__SHORT TASK__. Copy out the part of the listing below that starts with the line containing "Annotate each instance of the catamaran" and runs to the end of the listing, keeping every line exactly the same.

start

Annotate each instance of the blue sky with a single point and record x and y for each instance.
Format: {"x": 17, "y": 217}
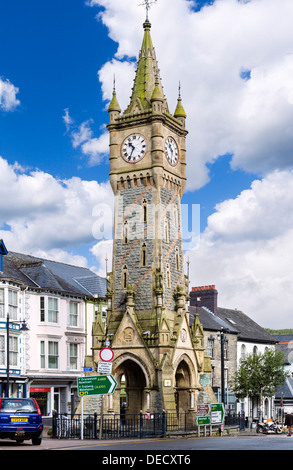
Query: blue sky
{"x": 234, "y": 61}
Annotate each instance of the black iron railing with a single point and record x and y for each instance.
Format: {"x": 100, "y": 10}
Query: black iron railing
{"x": 115, "y": 426}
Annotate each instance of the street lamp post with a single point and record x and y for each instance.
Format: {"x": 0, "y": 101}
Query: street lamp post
{"x": 23, "y": 327}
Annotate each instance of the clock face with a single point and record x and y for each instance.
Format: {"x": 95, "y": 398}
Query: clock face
{"x": 171, "y": 151}
{"x": 133, "y": 148}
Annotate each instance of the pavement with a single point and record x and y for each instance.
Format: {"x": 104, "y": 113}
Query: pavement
{"x": 49, "y": 443}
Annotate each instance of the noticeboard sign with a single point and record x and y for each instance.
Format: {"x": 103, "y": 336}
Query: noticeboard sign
{"x": 210, "y": 414}
{"x": 96, "y": 385}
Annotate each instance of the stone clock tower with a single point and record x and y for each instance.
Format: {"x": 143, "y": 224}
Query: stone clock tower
{"x": 158, "y": 358}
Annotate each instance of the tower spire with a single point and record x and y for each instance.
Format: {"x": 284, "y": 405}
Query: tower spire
{"x": 147, "y": 76}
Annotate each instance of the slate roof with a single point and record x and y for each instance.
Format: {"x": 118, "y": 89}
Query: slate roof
{"x": 209, "y": 320}
{"x": 285, "y": 390}
{"x": 285, "y": 345}
{"x": 234, "y": 320}
{"x": 45, "y": 274}
{"x": 248, "y": 329}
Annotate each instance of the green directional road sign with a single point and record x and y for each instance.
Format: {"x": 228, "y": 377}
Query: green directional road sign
{"x": 96, "y": 385}
{"x": 217, "y": 413}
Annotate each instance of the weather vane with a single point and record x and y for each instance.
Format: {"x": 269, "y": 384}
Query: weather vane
{"x": 147, "y": 4}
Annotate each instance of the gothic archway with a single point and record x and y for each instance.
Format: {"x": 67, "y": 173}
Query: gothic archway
{"x": 183, "y": 384}
{"x": 131, "y": 387}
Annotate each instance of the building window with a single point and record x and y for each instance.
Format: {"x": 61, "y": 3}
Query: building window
{"x": 143, "y": 256}
{"x": 2, "y": 350}
{"x": 52, "y": 310}
{"x": 177, "y": 261}
{"x": 145, "y": 211}
{"x": 13, "y": 350}
{"x": 166, "y": 231}
{"x": 175, "y": 217}
{"x": 124, "y": 277}
{"x": 73, "y": 313}
{"x": 49, "y": 354}
{"x": 12, "y": 304}
{"x": 168, "y": 276}
{"x": 53, "y": 358}
{"x": 49, "y": 310}
{"x": 2, "y": 308}
{"x": 42, "y": 309}
{"x": 125, "y": 232}
{"x": 210, "y": 347}
{"x": 226, "y": 349}
{"x": 73, "y": 350}
{"x": 43, "y": 355}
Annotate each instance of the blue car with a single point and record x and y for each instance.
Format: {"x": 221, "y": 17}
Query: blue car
{"x": 20, "y": 419}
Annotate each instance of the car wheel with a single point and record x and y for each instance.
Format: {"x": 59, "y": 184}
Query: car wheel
{"x": 36, "y": 441}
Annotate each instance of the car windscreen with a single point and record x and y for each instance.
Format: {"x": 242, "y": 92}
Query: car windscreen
{"x": 18, "y": 406}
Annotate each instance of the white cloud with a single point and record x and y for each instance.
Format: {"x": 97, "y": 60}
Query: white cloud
{"x": 95, "y": 148}
{"x": 249, "y": 116}
{"x": 247, "y": 251}
{"x": 41, "y": 214}
{"x": 8, "y": 92}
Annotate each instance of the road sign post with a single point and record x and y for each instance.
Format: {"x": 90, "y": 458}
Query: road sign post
{"x": 96, "y": 385}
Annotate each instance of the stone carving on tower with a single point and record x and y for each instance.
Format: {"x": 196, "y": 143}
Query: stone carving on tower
{"x": 158, "y": 358}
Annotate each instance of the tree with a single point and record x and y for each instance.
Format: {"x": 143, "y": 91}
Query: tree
{"x": 259, "y": 375}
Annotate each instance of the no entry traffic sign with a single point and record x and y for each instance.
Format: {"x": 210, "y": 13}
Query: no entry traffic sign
{"x": 106, "y": 354}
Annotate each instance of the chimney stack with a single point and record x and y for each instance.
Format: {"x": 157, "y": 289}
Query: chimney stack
{"x": 205, "y": 296}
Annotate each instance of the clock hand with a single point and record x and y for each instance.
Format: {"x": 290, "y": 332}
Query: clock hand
{"x": 133, "y": 147}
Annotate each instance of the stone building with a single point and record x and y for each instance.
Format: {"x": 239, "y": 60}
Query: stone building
{"x": 158, "y": 357}
{"x": 242, "y": 336}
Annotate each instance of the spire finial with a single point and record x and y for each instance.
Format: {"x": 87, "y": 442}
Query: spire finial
{"x": 147, "y": 4}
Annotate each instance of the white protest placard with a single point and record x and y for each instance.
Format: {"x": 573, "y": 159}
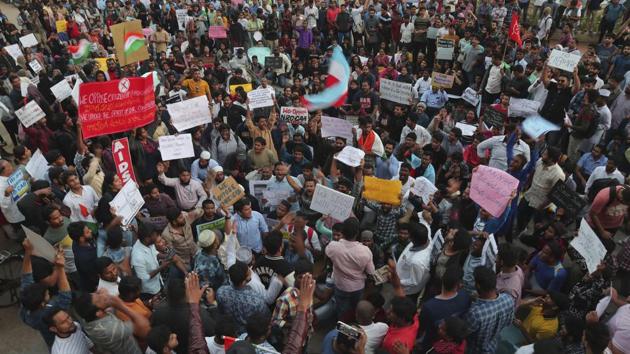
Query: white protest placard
{"x": 399, "y": 92}
{"x": 330, "y": 202}
{"x": 424, "y": 189}
{"x": 445, "y": 49}
{"x": 34, "y": 64}
{"x": 61, "y": 90}
{"x": 351, "y": 156}
{"x": 173, "y": 147}
{"x": 588, "y": 245}
{"x": 467, "y": 129}
{"x": 471, "y": 96}
{"x": 41, "y": 247}
{"x": 127, "y": 202}
{"x": 30, "y": 114}
{"x": 521, "y": 107}
{"x": 14, "y": 51}
{"x": 535, "y": 126}
{"x": 294, "y": 114}
{"x": 37, "y": 166}
{"x": 29, "y": 41}
{"x": 336, "y": 127}
{"x": 563, "y": 61}
{"x": 190, "y": 113}
{"x": 259, "y": 99}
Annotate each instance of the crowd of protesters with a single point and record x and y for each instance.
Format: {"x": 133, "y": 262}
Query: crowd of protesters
{"x": 279, "y": 275}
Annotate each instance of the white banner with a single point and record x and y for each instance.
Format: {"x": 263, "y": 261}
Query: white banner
{"x": 563, "y": 61}
{"x": 399, "y": 92}
{"x": 190, "y": 113}
{"x": 30, "y": 114}
{"x": 61, "y": 90}
{"x": 336, "y": 127}
{"x": 259, "y": 99}
{"x": 330, "y": 202}
{"x": 173, "y": 147}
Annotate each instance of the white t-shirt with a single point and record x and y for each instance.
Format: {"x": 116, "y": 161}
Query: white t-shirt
{"x": 375, "y": 333}
{"x": 77, "y": 343}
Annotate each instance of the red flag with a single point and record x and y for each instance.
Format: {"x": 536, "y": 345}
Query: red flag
{"x": 515, "y": 30}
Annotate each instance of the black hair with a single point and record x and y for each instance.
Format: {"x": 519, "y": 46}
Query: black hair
{"x": 273, "y": 242}
{"x": 238, "y": 273}
{"x": 75, "y": 230}
{"x": 485, "y": 279}
{"x": 102, "y": 263}
{"x": 158, "y": 338}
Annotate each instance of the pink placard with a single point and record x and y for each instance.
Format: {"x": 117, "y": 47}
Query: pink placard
{"x": 217, "y": 32}
{"x": 492, "y": 188}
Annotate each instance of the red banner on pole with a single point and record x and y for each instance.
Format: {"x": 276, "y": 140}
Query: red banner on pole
{"x": 116, "y": 106}
{"x": 122, "y": 160}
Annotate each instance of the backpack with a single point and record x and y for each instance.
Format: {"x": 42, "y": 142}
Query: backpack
{"x": 603, "y": 183}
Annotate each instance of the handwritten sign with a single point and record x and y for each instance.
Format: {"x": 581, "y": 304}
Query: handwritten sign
{"x": 29, "y": 41}
{"x": 442, "y": 80}
{"x": 292, "y": 115}
{"x": 259, "y": 99}
{"x": 19, "y": 183}
{"x": 37, "y": 166}
{"x": 382, "y": 190}
{"x": 218, "y": 224}
{"x": 424, "y": 189}
{"x": 493, "y": 117}
{"x": 471, "y": 96}
{"x": 190, "y": 113}
{"x": 127, "y": 202}
{"x": 589, "y": 246}
{"x": 350, "y": 156}
{"x": 217, "y": 32}
{"x": 174, "y": 147}
{"x": 336, "y": 127}
{"x": 116, "y": 106}
{"x": 520, "y": 107}
{"x": 395, "y": 91}
{"x": 492, "y": 188}
{"x": 563, "y": 61}
{"x": 535, "y": 126}
{"x": 331, "y": 202}
{"x": 246, "y": 88}
{"x": 563, "y": 197}
{"x": 61, "y": 90}
{"x": 30, "y": 114}
{"x": 445, "y": 49}
{"x": 228, "y": 192}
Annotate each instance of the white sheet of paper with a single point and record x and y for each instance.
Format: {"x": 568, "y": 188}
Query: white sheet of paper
{"x": 190, "y": 113}
{"x": 41, "y": 247}
{"x": 29, "y": 41}
{"x": 173, "y": 147}
{"x": 589, "y": 246}
{"x": 61, "y": 90}
{"x": 30, "y": 114}
{"x": 127, "y": 202}
{"x": 37, "y": 166}
{"x": 330, "y": 202}
{"x": 351, "y": 156}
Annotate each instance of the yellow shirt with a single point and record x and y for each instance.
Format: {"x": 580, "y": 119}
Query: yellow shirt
{"x": 540, "y": 327}
{"x": 196, "y": 88}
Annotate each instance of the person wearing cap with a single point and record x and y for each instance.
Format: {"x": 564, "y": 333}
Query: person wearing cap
{"x": 200, "y": 167}
{"x": 207, "y": 263}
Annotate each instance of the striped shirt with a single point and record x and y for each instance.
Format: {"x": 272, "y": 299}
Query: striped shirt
{"x": 76, "y": 343}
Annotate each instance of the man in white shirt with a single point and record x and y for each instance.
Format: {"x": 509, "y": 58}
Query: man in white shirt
{"x": 69, "y": 338}
{"x": 414, "y": 264}
{"x": 601, "y": 172}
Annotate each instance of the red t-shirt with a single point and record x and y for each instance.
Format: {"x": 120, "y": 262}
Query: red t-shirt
{"x": 407, "y": 335}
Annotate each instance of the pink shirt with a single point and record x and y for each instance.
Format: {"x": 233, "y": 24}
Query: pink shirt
{"x": 352, "y": 261}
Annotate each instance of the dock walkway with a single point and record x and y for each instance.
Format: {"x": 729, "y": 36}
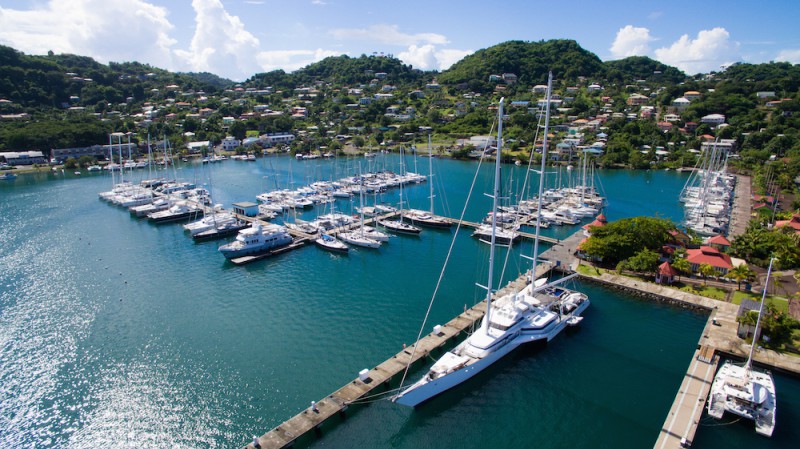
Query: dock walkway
{"x": 719, "y": 338}
{"x": 375, "y": 382}
{"x": 525, "y": 235}
{"x": 740, "y": 214}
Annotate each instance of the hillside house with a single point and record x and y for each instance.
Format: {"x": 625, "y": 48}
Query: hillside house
{"x": 711, "y": 256}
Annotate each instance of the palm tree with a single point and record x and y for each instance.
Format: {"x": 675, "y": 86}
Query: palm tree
{"x": 740, "y": 273}
{"x": 706, "y": 270}
{"x": 682, "y": 265}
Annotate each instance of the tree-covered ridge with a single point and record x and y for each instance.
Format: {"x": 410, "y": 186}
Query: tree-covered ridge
{"x": 642, "y": 68}
{"x": 345, "y": 70}
{"x": 60, "y": 81}
{"x": 530, "y": 61}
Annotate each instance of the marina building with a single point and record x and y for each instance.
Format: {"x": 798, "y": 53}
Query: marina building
{"x": 23, "y": 157}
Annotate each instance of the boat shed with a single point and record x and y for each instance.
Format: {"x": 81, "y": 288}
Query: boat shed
{"x": 245, "y": 208}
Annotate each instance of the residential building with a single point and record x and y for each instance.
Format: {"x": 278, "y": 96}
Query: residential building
{"x": 680, "y": 104}
{"x": 23, "y": 157}
{"x": 273, "y": 139}
{"x": 710, "y": 256}
{"x": 230, "y": 143}
{"x": 713, "y": 119}
{"x": 637, "y": 100}
{"x": 691, "y": 95}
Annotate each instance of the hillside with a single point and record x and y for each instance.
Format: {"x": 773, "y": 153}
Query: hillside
{"x": 61, "y": 81}
{"x": 530, "y": 61}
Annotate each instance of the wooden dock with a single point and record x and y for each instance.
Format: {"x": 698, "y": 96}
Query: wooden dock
{"x": 376, "y": 381}
{"x": 681, "y": 424}
{"x": 719, "y": 338}
{"x": 525, "y": 235}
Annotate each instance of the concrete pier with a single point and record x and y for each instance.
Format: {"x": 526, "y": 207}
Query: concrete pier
{"x": 719, "y": 338}
{"x": 377, "y": 379}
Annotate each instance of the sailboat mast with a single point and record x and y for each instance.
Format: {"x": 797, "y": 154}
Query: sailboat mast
{"x": 430, "y": 169}
{"x": 495, "y": 197}
{"x": 541, "y": 177}
{"x": 758, "y": 321}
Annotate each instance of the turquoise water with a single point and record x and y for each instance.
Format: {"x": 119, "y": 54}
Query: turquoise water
{"x": 117, "y": 332}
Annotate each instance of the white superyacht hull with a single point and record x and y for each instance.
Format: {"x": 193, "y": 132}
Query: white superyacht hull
{"x": 425, "y": 389}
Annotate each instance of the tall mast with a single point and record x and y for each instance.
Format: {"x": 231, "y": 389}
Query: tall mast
{"x": 541, "y": 177}
{"x": 749, "y": 363}
{"x": 430, "y": 169}
{"x": 111, "y": 158}
{"x": 495, "y": 196}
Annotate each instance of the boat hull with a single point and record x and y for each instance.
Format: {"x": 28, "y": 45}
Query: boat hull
{"x": 421, "y": 391}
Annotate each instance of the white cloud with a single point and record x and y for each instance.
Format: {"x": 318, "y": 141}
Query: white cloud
{"x": 107, "y": 30}
{"x": 427, "y": 57}
{"x": 220, "y": 43}
{"x": 388, "y": 34}
{"x": 710, "y": 50}
{"x": 631, "y": 41}
{"x": 792, "y": 56}
{"x": 290, "y": 60}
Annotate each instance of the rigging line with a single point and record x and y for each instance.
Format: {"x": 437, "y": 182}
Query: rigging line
{"x": 444, "y": 267}
{"x": 524, "y": 187}
{"x": 372, "y": 397}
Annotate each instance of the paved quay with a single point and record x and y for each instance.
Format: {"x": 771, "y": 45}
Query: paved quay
{"x": 740, "y": 214}
{"x": 718, "y": 338}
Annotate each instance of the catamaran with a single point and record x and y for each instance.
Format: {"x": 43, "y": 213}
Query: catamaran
{"x": 745, "y": 390}
{"x": 536, "y": 313}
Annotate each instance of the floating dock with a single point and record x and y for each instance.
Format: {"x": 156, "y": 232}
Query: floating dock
{"x": 719, "y": 338}
{"x": 376, "y": 381}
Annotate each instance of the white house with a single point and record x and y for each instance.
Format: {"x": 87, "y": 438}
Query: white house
{"x": 273, "y": 139}
{"x": 230, "y": 143}
{"x": 680, "y": 103}
{"x": 713, "y": 119}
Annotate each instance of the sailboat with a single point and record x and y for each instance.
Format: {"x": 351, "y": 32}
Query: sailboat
{"x": 427, "y": 218}
{"x": 359, "y": 237}
{"x": 745, "y": 390}
{"x": 536, "y": 313}
{"x": 399, "y": 225}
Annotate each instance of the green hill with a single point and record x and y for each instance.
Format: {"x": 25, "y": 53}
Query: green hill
{"x": 530, "y": 61}
{"x": 641, "y": 68}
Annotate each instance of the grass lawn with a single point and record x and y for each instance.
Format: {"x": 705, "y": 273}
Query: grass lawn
{"x": 707, "y": 291}
{"x": 588, "y": 270}
{"x": 782, "y": 304}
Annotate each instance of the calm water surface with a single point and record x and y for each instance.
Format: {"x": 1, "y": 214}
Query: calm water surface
{"x": 117, "y": 332}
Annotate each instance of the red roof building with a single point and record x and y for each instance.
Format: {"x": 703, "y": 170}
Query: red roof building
{"x": 665, "y": 274}
{"x": 769, "y": 199}
{"x": 711, "y": 256}
{"x": 720, "y": 242}
{"x": 600, "y": 221}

end

__FINISHED TASK__.
Annotate each instance of the catamaran with a single point and record x and y for each instance.
Format: {"x": 43, "y": 213}
Query: catamaran
{"x": 745, "y": 390}
{"x": 536, "y": 313}
Annotate each instance of the floating dock with a single point and record x and y for each instance.
Format: {"x": 156, "y": 232}
Query: floating dock
{"x": 719, "y": 338}
{"x": 376, "y": 381}
Annotate each instance of the white house with a single point and record x and y for each instance.
Format: {"x": 87, "y": 438}
Query: white house
{"x": 273, "y": 139}
{"x": 230, "y": 143}
{"x": 680, "y": 103}
{"x": 713, "y": 119}
Annotate each instance of the sailboat with a single point and record x and y for each instance.
Format: {"x": 351, "y": 32}
Query: sailboat
{"x": 427, "y": 218}
{"x": 359, "y": 237}
{"x": 745, "y": 390}
{"x": 536, "y": 313}
{"x": 399, "y": 225}
Annotate each instance of the green hill with a single point and record x and y for each instance.
Format: {"x": 25, "y": 53}
Query: green hill
{"x": 530, "y": 61}
{"x": 641, "y": 68}
Annotate each instance of the grass lawn with a single point and record x and y for each instance.
Format: {"x": 705, "y": 273}
Query: grass lawn
{"x": 707, "y": 291}
{"x": 588, "y": 270}
{"x": 782, "y": 304}
Annotate each instance of the calm water surface with a single point and record x and y for each instance.
Format: {"x": 1, "y": 214}
Query: calm water surface
{"x": 117, "y": 332}
Annotate each instance of the red roof building with a single point and record x and y for each instance.
Format: {"x": 703, "y": 170}
Query: red roof building
{"x": 665, "y": 274}
{"x": 769, "y": 199}
{"x": 711, "y": 256}
{"x": 720, "y": 242}
{"x": 600, "y": 221}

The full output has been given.